I always wanted to do a B.Sc. (Physics) but for my PCB score which dropped by a few points. Thanks to my excessive love for this favourite subject – Chemistry, if not for the viva scores I would have flunked in it. The organic and inorganic chemistry lectures were no less than a death sentence. I died every time carbon molecules attached themselves to other molecules, especially hydrogen. And a whiff of sulphuric acid in the lab made me throw up every single chemistry lesson I had learned till then. To add to it was the brutality subjected by Kidwai Sir’s shayari (poetry)Wah! Wah! The entire class would applaud while I sat there looking for clues on where I was and what was going around.

But Physics. It was that one subject which made me want to attend school. The experiments, the various results and their interpretations. They fascinated me. And Einstein was my secret love till the day I saw his picture hanging on the walls of Physics Lab. Heart broke. Love died a thousand deaths. But I pledged to devise one of my own theory in this lifetime. And I did it.

Albert_Einstein_HeadAlbert Einstein (Picture courtesy: Wikipedia)

Theory of Relatives

The love from your relatives is directly proportional to your success, your assets and your bank balance. The second part of this theory states that their support (read interference) is indirectly proportional to your need. Of course, we cannot generalize. There are exceptions. But majority falls into this category.

DISCLAIMER: My theory is a work of ingenuity and fiction. Any resemblance to real persons, living or dead is purely coincidental. ;-)

Relatives lend a helping hand when you least need it. They poke their nose in your everyday affairs as if to taste and check salt in a dish. Offering unsolicited advice is their strength. Turning the simplest of situations into a complex war is their Sun Tzu art. If you ever make a mistake of helping once, you are taken for granted for a lifetime!

You don’t score a CGPA 10? They sulk more than you and your parents. You opt for Fine Arts instead of Engineering or Medical? They are the ones who get worried about your future. You marry out of caste and become an outcast. Thanks to them. They are capable of results that your actions can’t afford to bring. Your father’s blood pressure increases not because you chose your partner. But because of your relatives beating chests and wailing at the top of their voice as if the world has come to an end.

“What? You allow your daughter to wear shorts. This is not our sanskaar (culture).”

“Dance classes? He should focus on his studies. Only that can get him good dahej (dowry) in the marriage market.”

“19-year old Chintu has a mobile? Baba re baba, you are ruining his life. Mark my words, he’ll marry without your permission.

§ **Entries shown**:
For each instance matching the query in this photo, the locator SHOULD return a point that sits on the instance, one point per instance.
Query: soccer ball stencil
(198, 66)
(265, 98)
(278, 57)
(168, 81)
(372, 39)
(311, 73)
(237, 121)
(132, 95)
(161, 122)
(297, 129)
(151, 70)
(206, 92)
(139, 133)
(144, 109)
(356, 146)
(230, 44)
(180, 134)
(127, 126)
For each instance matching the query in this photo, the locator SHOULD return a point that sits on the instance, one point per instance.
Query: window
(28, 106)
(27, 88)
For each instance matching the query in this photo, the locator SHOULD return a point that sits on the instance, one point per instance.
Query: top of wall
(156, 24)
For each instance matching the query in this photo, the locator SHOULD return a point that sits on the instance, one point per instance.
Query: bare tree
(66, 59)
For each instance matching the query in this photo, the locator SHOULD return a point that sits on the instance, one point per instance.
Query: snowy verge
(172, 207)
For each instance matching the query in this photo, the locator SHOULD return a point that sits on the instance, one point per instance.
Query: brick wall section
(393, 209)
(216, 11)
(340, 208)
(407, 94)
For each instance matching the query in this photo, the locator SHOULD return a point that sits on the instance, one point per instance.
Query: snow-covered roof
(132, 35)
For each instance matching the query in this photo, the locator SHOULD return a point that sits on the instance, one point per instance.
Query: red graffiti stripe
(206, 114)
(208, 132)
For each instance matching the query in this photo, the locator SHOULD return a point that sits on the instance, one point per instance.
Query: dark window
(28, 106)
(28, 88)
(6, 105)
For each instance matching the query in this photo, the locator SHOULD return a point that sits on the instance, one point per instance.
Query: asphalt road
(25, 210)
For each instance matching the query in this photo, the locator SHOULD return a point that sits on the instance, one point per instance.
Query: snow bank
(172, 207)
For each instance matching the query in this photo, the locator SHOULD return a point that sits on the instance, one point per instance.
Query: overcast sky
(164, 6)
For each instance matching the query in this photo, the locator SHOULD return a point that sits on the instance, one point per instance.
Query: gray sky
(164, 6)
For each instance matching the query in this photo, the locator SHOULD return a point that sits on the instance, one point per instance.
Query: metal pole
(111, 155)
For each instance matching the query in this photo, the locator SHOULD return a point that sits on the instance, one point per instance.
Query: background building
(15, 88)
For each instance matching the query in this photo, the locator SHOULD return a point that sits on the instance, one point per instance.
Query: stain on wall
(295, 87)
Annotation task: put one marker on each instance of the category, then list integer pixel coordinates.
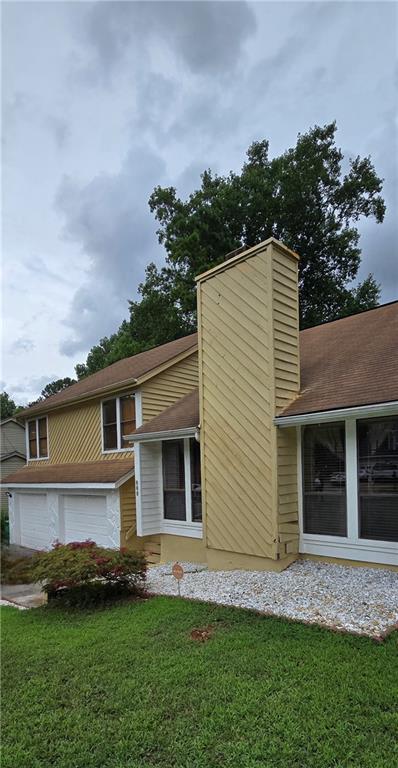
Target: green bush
==
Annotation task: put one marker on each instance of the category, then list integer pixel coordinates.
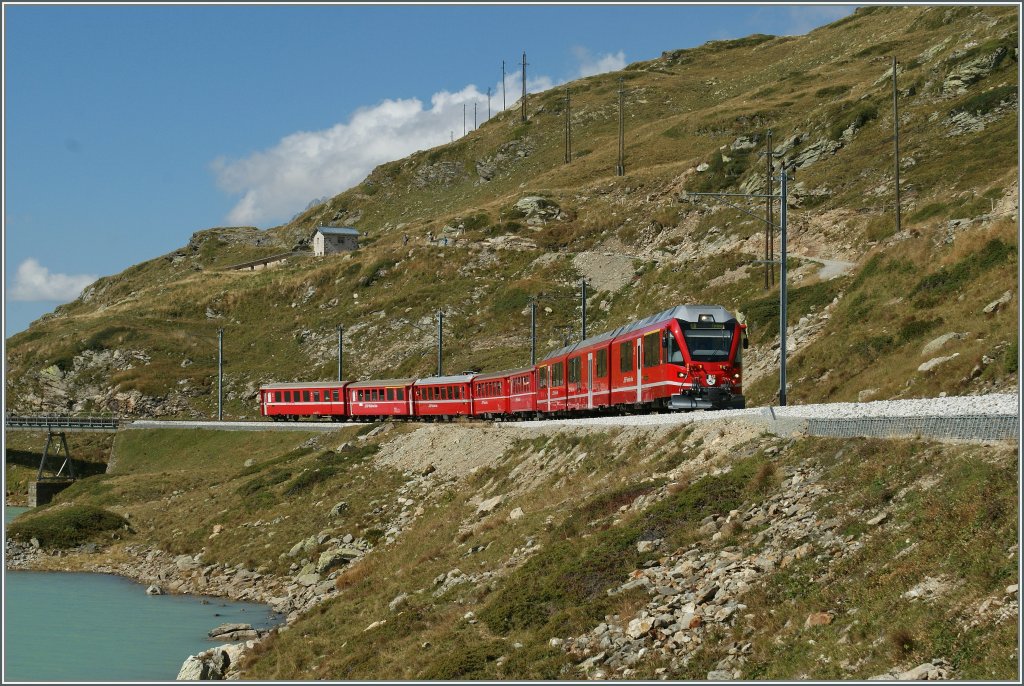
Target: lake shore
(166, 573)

§ **Your instructions**:
List each non-English word in the essay that is followed by an English gloss in parentheses, and give its gloss. The entries are separate material and unrelated to the essay.

§ **Response box**:
shayari (poetry)
sanskaar (culture)
dahej (dowry)